*GIVEN RECORDS*
════════════════
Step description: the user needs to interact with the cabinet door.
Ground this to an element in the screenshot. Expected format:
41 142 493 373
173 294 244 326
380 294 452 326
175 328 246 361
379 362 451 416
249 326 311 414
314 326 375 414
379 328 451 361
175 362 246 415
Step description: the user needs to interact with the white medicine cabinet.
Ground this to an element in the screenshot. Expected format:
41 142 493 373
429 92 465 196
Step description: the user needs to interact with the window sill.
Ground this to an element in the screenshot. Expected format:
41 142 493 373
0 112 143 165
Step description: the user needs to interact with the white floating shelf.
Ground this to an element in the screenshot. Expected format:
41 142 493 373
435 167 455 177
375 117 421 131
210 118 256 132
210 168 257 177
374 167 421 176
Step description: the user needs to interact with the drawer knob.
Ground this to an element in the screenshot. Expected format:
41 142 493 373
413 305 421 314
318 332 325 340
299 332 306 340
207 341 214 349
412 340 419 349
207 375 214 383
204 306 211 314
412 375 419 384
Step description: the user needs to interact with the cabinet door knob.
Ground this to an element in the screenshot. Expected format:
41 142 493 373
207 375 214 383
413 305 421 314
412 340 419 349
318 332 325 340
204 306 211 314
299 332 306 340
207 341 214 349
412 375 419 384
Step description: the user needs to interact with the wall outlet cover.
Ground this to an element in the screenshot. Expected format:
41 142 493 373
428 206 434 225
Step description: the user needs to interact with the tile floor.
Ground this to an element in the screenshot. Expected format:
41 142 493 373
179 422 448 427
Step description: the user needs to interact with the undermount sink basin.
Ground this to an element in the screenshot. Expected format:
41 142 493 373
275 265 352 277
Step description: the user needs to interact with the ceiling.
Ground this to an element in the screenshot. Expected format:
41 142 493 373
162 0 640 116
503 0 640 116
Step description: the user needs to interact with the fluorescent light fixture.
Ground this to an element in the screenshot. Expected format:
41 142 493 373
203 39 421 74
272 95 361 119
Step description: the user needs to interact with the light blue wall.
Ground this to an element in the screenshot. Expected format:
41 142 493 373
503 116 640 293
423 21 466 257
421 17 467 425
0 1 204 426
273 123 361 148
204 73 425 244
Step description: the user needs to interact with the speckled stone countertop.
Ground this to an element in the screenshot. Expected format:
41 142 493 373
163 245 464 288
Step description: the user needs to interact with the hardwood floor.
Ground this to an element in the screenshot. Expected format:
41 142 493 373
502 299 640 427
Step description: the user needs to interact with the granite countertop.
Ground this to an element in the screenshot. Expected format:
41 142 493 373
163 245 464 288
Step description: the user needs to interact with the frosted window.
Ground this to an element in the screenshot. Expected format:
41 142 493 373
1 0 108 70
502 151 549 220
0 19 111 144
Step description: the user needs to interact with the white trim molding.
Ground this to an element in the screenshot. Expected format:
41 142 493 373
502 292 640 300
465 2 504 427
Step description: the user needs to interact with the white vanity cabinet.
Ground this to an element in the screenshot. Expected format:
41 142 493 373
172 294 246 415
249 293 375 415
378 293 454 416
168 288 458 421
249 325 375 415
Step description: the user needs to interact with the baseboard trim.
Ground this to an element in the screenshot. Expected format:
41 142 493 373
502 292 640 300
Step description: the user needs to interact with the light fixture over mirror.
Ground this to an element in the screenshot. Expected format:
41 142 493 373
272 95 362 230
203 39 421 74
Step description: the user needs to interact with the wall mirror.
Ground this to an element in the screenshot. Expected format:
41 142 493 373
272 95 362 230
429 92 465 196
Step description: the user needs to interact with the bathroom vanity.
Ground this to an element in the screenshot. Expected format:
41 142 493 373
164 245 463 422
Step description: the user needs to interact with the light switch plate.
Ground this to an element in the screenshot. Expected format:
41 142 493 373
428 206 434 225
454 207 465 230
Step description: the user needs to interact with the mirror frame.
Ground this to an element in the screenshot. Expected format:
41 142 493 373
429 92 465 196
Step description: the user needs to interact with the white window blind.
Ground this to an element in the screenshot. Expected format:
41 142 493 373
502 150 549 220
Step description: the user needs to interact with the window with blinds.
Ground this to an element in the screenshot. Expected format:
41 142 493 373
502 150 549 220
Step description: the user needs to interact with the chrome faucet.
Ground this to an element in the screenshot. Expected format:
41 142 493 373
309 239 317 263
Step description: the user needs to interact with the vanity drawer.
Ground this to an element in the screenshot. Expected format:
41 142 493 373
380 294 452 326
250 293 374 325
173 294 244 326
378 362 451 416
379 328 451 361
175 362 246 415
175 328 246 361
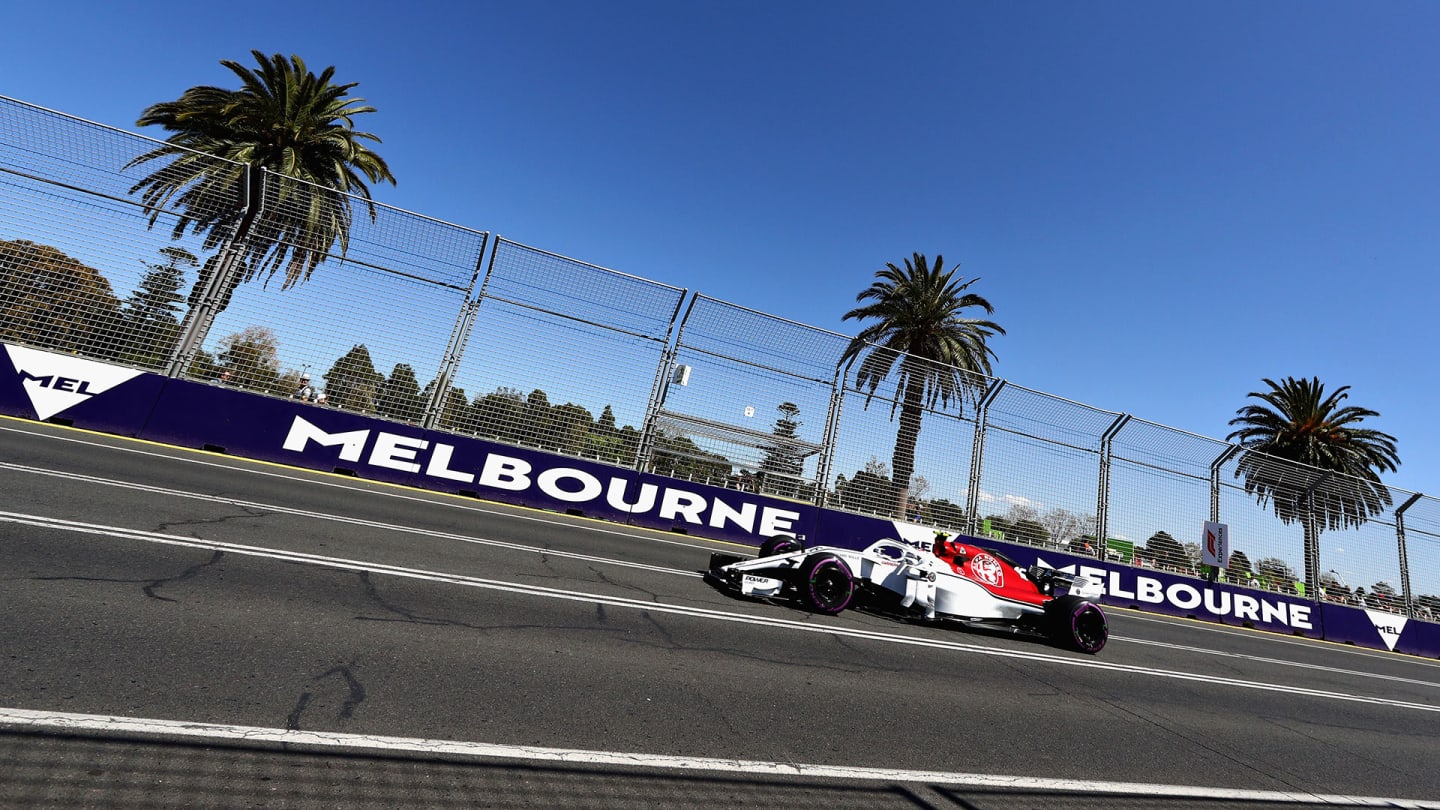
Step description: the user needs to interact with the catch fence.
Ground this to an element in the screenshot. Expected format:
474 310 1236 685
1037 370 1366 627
1 94 1435 621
════════════════
*DESCRIPTION OF THE TASK*
All lines above are to be restated word for word, with pictures excluded.

*YOUR RESPONSE*
Step description: the user needs to interact with the cabinet door.
Ground this to an element in the screenshot. Expected format:
41 142 493 373
173 294 244 326
380 294 452 326
175 328 246 361
379 362 451 416
249 326 311 414
314 326 375 414
379 328 451 361
175 362 246 415
Step description: the user needs to interact with the white medicine cabinet.
Ground this to an element in the screenshot. Expected format:
41 142 493 373
429 92 465 196
Step description: the user needs to interact with the window sill.
Ground this to an element in the screenshot. Expected format:
41 142 493 373
0 112 143 165
Step description: the user needs to interact with the white floating shelf.
Ground this to an element in the screenshot. Expected format:
41 142 493 373
435 167 455 177
375 117 421 131
210 118 256 132
210 168 257 177
374 167 421 176
Step description: the user needs to interact with the drawer knob.
Ground this to an element in the screenshot. Expected format:
41 142 493 373
413 305 421 314
318 332 325 340
299 332 306 340
207 341 214 349
412 340 419 349
207 375 214 383
204 306 211 314
412 375 419 384
Step description: the user needs to interact with the cabinet door knob.
Ground this to an element in the screenshot. Expected format:
41 142 493 373
207 375 214 383
413 305 421 314
412 340 419 349
318 332 325 340
204 306 211 314
299 332 306 340
207 341 214 349
412 375 419 384
Step description: the user needs to interact with the wall outlet cover.
Ground this to an element in the screenshot. Expected format:
41 142 493 373
428 206 434 225
Step description: the user needs to interact with the tile floor.
Ground this to an element in the screenshot. Expected format:
41 142 493 373
179 422 448 427
Step description: the user needs to interact with the undermount sink basin.
Ground this to an element in the screenshot. Expected format:
41 142 493 373
275 265 352 277
Step description: the user needs to interact with the ceiling.
Ground this to an element in the screenshot. Expected format:
41 142 493 373
162 0 640 116
503 0 640 116
Step description: the user needs to interact with the fluorescent light fixture.
Ground this to an element in the screenshot. Expected format:
41 142 493 373
203 39 421 74
272 95 361 119
Step description: the user needs to interact with the light blue wall.
Ground this to an element in the screenshot. Expected format:
41 142 493 373
503 116 640 293
423 21 466 257
421 17 467 425
0 1 204 426
273 123 361 148
204 73 425 244
Step description: the user needs to interact with the speckled stone countertop.
Ground this to an element in the screenshot. Expected format:
41 142 493 373
163 245 464 288
Step description: the user needs to interact with the hardwood floor.
Ground this to an element in the screenshot. Expected format:
41 142 493 373
502 299 640 427
Step description: the user needs to interact with the granite countertop.
Ground this to an element in the screenshot. Expected format:
41 142 493 373
163 245 464 288
Step description: the user needs to interact with the frosted window.
Ground this to an element in the screenshot. Expected format:
41 142 493 373
1 0 108 70
502 151 549 220
0 19 111 144
Step description: the user needs to interact with the white trim molding.
Ground this to an element in the screenshot. Expected format:
41 142 493 373
502 292 640 300
465 2 504 427
Step description: the user needs to interact with the white vanity cabinet.
Ground this to an element in the screenshot. Expected format:
41 142 493 373
172 294 246 415
249 293 375 415
378 293 454 416
168 288 458 421
249 325 375 415
Step description: the user needs to interact with the baseboard trim.
Ground this to an element in the screenshot. Expected format:
41 142 493 373
502 292 640 300
Step description: the user needs to interact with the light fixture over mirror.
Ground this to an element in the screenshot. Expected format:
41 142 493 373
272 95 362 230
203 39 421 74
Step description: the user needs to interact with the wall mirror.
Ground this to an element in the screenshot. Expected format:
41 142 493 373
272 95 362 230
429 92 465 196
Step description: the user needs to interact with the bathroom vanity.
Ground this to an element in the screenshot. Expected format:
41 142 493 373
164 245 463 422
Step description: the user needs to interact with the light switch plate.
Ground this to an element in the screenshot. Expected format:
41 142 493 373
428 206 434 225
454 207 465 230
Step description: the user needs to interact with the mirror frame.
Ground this to an element in the screenshot. Expected format:
41 142 493 373
429 92 465 196
Step description: the user needs to interact with the white window blind.
Ground this to an element in the screenshot. Expected format:
41 142 493 373
502 150 549 220
Step description: the user needs to interact with the window with blinds.
Ground this to an element in the screenshot. Expected format:
41 142 493 373
502 150 549 220
Step description: the user needs to interact with the chrome faucet.
Ground this to an element in the screenshot. Expected format:
41 142 493 373
309 239 317 263
Step description: the user needs to interact with the vanity drawer.
Ground this to an element in the screenshot. Expected format:
41 142 493 373
380 294 452 326
250 293 374 325
173 294 244 326
378 362 451 416
379 328 451 361
175 362 246 415
175 328 246 361
Step description: the user needs to interact with the catch fence.
Ground this to an element in the screenshot. Expected format:
474 310 1236 685
1037 370 1366 627
1 94 1435 621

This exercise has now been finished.